— START —

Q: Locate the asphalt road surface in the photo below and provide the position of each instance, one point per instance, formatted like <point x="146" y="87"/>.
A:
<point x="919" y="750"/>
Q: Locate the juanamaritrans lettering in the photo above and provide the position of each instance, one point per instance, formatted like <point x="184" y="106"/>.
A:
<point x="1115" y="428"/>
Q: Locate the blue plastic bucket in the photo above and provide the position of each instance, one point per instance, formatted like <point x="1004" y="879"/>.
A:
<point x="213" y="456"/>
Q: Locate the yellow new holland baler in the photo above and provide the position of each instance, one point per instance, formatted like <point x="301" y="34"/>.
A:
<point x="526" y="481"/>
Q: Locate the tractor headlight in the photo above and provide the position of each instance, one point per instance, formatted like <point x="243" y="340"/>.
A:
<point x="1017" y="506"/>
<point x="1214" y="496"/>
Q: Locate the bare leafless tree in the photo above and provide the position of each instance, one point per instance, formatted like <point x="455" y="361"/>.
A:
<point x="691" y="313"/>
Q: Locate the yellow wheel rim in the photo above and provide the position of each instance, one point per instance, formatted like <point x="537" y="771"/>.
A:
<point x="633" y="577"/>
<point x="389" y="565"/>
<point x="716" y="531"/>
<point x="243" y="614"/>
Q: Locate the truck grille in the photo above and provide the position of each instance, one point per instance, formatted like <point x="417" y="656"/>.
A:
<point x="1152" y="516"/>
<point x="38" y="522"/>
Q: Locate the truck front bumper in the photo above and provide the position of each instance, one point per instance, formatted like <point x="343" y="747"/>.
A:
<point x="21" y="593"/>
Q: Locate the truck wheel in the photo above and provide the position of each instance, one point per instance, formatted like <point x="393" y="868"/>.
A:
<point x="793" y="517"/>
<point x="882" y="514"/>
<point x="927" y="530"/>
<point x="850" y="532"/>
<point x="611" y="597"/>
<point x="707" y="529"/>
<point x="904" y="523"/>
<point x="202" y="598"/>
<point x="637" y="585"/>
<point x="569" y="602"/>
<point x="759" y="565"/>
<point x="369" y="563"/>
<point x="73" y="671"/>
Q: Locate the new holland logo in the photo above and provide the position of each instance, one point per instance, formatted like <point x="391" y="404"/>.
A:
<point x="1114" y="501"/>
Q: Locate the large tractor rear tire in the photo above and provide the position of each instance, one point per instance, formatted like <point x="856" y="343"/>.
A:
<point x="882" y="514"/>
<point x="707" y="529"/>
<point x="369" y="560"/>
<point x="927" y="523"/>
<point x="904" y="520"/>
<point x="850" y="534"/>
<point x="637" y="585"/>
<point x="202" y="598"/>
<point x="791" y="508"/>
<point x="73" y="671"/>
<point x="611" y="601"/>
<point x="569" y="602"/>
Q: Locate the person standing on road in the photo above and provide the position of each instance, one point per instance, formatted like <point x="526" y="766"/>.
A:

— END —

Could you give again exactly the lines from the line containing "Q: Locate the truck wheel" through the final line of the data above, and no others?

__Reply__
Q: Locate the truck wheel in the photo above and provide the position of each instance, one point per instance, formatted like <point x="393" y="868"/>.
A:
<point x="793" y="517"/>
<point x="882" y="514"/>
<point x="927" y="530"/>
<point x="850" y="532"/>
<point x="611" y="597"/>
<point x="707" y="529"/>
<point x="904" y="523"/>
<point x="202" y="598"/>
<point x="637" y="585"/>
<point x="569" y="602"/>
<point x="759" y="565"/>
<point x="369" y="563"/>
<point x="73" y="671"/>
Q: Locate the new holland logo in the photo above and provide the position of each instance, one point per instance, formatted like <point x="391" y="404"/>.
A:
<point x="1114" y="501"/>
Q: Locate the large tractor rear tire in the photo above and provide the position of each instance, one point per instance, formatted like <point x="856" y="343"/>.
A:
<point x="882" y="514"/>
<point x="707" y="529"/>
<point x="369" y="560"/>
<point x="927" y="523"/>
<point x="904" y="520"/>
<point x="850" y="534"/>
<point x="637" y="585"/>
<point x="202" y="598"/>
<point x="791" y="508"/>
<point x="73" y="671"/>
<point x="611" y="601"/>
<point x="569" y="602"/>
Q: Locate the person standing on road in the photo above and provide the position of each instance, one point per instance, formatted like <point x="526" y="766"/>.
A:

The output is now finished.